▸ WRITTEN REQUEST 1
In the records, convert the lines from the one containing "the pedestrian walkway" up to and including the one containing "(1200, 583)" into a numbered list, omitting any blank lines.

▸ EXCERPT PROVIDED
May 14, 2010
BE THE CHANGE YOU WANT TO SEE
By Ajay Pandey, Neotel MD & CEO Mahatma Gandhi coined the phrase I’ve used in my heading in ci ..
Read MoreBy Ajay Pandey, Neotel MD & CEO
Mahatma Gandhi coined the phrase I’ve used in my heading in circumstances that, theoretically, are light years away from the subject of technology – but the principle works in any context in which people have to move from an old order to a new one.
In the South African telecommunications market, that move – from a monopolistic, tightly regulated fixed line situation into a less regulated, highly competitive one - is still a work in progress. However, the establishment some four years ago of Neotel as the official alternative to the country’s former monopoly has made Neotel the catalyst for change in the fixed line environment.
We’re the change catalyst by default, of course. But we’re also the catalyst by choice.
Making sense of competition
There are two reasons. One is that we believe absolutely that competition is the life blood of a healthy economy and, because of lack of competition in the telecommunications sector, the South African economy has been held to ransom for many decades in terms of call rates and bandwidth pricing that can be as much as five times higher than those in Europe, United States and other parts of the world. South African businesses have, therefore, been at a serious disadvantage in communicating with their customers and supply chains in other markets.

▸ WRITTEN REQUEST 2
Translate this sentence from the Neotel article into Spanish: "We’re the change catalyst by default, of course."

▸ DATA SUPPLIED

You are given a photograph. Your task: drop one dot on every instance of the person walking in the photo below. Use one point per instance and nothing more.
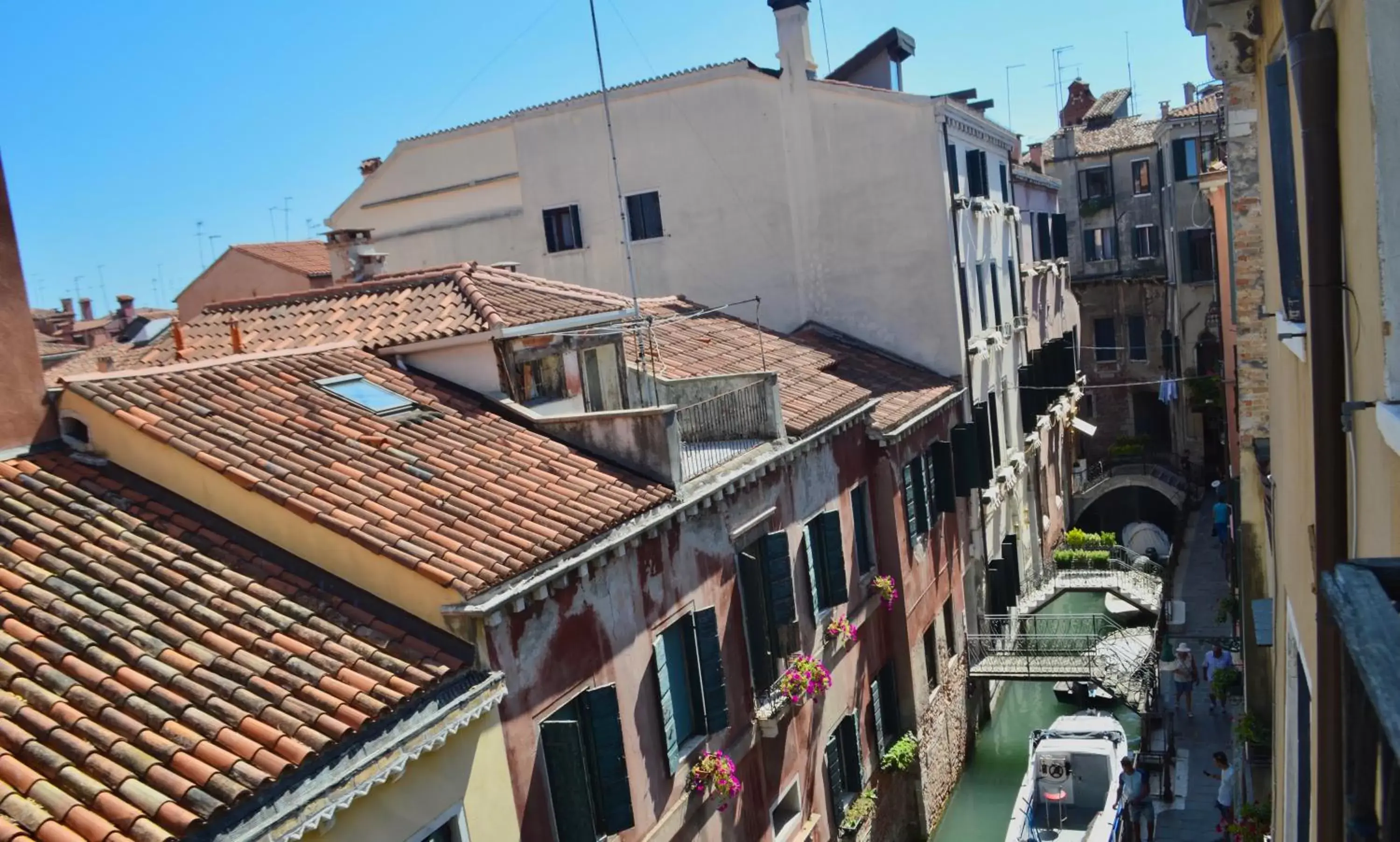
(1185, 677)
(1216, 659)
(1134, 792)
(1225, 798)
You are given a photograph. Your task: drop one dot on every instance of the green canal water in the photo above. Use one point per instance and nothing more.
(982, 803)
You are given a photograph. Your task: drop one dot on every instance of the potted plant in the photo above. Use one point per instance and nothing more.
(840, 632)
(902, 754)
(714, 777)
(805, 679)
(857, 812)
(885, 588)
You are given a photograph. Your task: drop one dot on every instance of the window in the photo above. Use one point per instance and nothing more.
(1196, 254)
(1141, 178)
(931, 656)
(1192, 156)
(864, 540)
(586, 767)
(691, 681)
(1144, 243)
(1099, 244)
(1137, 338)
(1286, 189)
(1095, 182)
(843, 765)
(825, 561)
(885, 708)
(366, 394)
(542, 380)
(1105, 342)
(769, 610)
(562, 230)
(644, 216)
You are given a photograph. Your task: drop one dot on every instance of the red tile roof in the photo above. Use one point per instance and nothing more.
(454, 491)
(159, 667)
(391, 310)
(303, 257)
(821, 373)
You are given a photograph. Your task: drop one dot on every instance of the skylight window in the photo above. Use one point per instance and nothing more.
(362, 393)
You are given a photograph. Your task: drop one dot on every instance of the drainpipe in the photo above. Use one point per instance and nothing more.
(1312, 59)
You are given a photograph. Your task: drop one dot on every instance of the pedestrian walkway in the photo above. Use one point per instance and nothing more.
(1200, 583)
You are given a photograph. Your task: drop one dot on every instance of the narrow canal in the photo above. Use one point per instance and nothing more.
(982, 803)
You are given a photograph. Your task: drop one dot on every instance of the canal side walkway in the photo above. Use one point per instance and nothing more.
(1199, 582)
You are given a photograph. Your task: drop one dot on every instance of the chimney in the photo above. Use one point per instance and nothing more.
(794, 37)
(353, 257)
(24, 414)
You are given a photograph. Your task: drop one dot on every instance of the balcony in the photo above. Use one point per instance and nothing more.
(1363, 599)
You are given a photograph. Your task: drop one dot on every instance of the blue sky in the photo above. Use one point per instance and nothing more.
(126, 124)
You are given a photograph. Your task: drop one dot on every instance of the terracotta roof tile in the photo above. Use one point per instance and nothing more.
(490, 501)
(121, 712)
(821, 373)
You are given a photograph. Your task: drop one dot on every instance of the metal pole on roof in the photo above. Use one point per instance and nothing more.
(622, 202)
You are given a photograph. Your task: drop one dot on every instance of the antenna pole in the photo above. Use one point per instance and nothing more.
(622, 203)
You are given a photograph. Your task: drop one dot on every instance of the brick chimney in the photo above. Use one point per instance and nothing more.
(26, 415)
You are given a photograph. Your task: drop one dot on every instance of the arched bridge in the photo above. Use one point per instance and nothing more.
(1105, 478)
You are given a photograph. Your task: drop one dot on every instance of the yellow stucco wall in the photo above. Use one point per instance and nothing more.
(191, 480)
(468, 770)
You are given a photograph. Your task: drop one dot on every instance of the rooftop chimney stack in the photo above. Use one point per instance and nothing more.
(794, 37)
(353, 257)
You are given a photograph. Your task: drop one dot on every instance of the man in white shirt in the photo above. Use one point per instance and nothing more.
(1225, 796)
(1217, 659)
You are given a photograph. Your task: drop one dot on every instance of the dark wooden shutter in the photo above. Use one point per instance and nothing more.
(966, 469)
(833, 550)
(1286, 189)
(567, 770)
(941, 457)
(668, 709)
(777, 576)
(612, 792)
(712, 672)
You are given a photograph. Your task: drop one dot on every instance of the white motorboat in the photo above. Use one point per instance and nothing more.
(1071, 782)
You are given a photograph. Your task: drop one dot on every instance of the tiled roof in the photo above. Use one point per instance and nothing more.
(1125, 133)
(304, 257)
(821, 373)
(1108, 104)
(156, 669)
(457, 492)
(391, 310)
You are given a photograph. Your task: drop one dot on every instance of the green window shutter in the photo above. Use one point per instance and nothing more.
(777, 576)
(833, 562)
(712, 672)
(668, 711)
(612, 791)
(815, 578)
(941, 456)
(965, 460)
(567, 771)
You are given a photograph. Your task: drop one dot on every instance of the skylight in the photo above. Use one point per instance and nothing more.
(362, 393)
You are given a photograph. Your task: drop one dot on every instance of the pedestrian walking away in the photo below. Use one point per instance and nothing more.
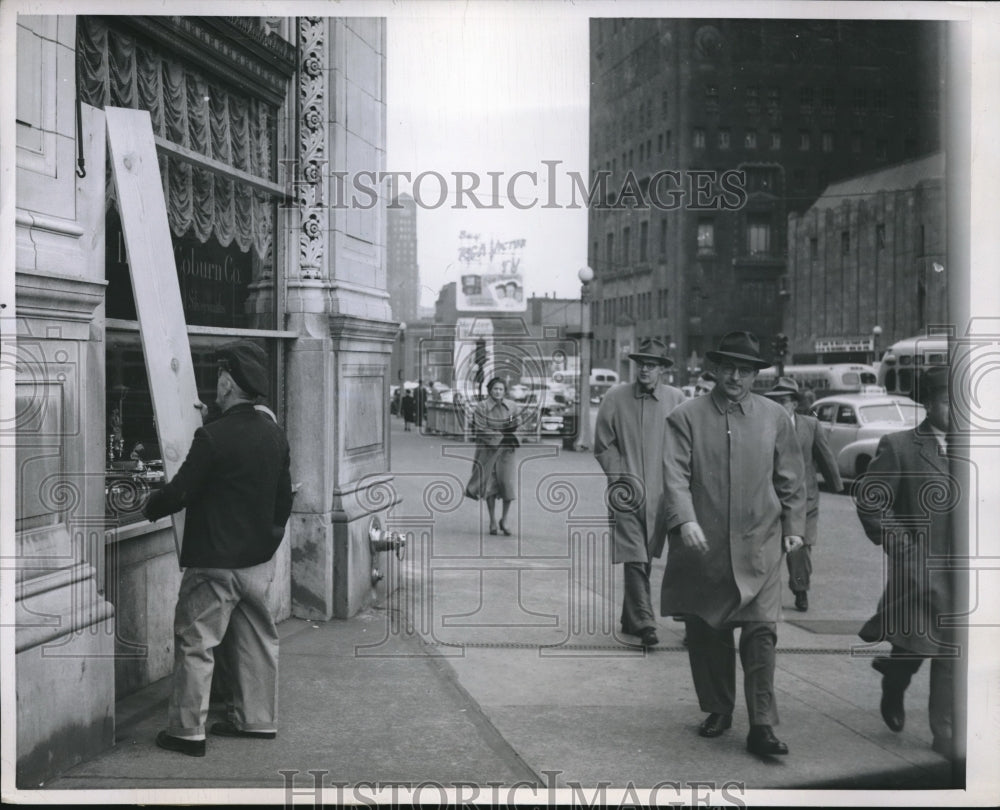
(236, 488)
(495, 422)
(816, 457)
(408, 406)
(734, 497)
(628, 442)
(906, 501)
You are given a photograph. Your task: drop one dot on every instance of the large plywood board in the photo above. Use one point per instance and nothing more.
(154, 283)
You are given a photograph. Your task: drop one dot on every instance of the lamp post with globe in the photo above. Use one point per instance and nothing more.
(583, 432)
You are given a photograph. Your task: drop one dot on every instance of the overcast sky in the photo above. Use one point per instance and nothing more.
(491, 89)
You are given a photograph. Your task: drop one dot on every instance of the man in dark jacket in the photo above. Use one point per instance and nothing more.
(905, 502)
(236, 488)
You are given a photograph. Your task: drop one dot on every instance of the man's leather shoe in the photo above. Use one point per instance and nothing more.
(715, 724)
(891, 706)
(648, 637)
(761, 741)
(226, 729)
(193, 748)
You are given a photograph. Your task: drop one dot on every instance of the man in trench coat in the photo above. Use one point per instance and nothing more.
(735, 497)
(905, 502)
(627, 441)
(816, 456)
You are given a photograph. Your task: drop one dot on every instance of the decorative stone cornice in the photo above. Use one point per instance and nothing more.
(69, 301)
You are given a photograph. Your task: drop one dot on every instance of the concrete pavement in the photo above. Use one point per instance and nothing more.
(499, 661)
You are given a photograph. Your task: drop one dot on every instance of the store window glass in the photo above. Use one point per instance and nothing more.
(223, 228)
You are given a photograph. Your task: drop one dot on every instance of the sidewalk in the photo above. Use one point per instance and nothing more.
(497, 662)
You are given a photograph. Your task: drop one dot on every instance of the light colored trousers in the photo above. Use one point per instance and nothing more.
(210, 601)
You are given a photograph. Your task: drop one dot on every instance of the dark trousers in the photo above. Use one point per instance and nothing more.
(799, 568)
(902, 665)
(637, 606)
(712, 653)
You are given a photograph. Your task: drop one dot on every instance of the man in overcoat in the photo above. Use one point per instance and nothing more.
(628, 437)
(816, 456)
(735, 497)
(905, 502)
(236, 488)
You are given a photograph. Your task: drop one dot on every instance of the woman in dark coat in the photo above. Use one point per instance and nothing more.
(408, 407)
(495, 421)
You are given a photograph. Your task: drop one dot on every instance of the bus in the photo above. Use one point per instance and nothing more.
(825, 380)
(905, 359)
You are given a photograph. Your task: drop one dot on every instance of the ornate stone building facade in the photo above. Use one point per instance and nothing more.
(250, 116)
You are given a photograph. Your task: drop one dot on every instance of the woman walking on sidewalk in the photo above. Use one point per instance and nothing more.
(495, 421)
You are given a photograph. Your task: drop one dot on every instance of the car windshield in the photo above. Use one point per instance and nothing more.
(883, 412)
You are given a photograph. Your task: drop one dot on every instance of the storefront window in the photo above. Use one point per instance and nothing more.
(216, 139)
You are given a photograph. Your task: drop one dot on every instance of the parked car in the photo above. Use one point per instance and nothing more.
(854, 423)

▸ OUTPUT 1
1. You are given a photograph. Your task: drop one dot on every instance of the pedestrian walkway in the photo above. Use one point per instance and nothing more.
2. (1200, 583)

▸ OUTPUT 2
Somos el catalizador del cambio por defecto, desde luego.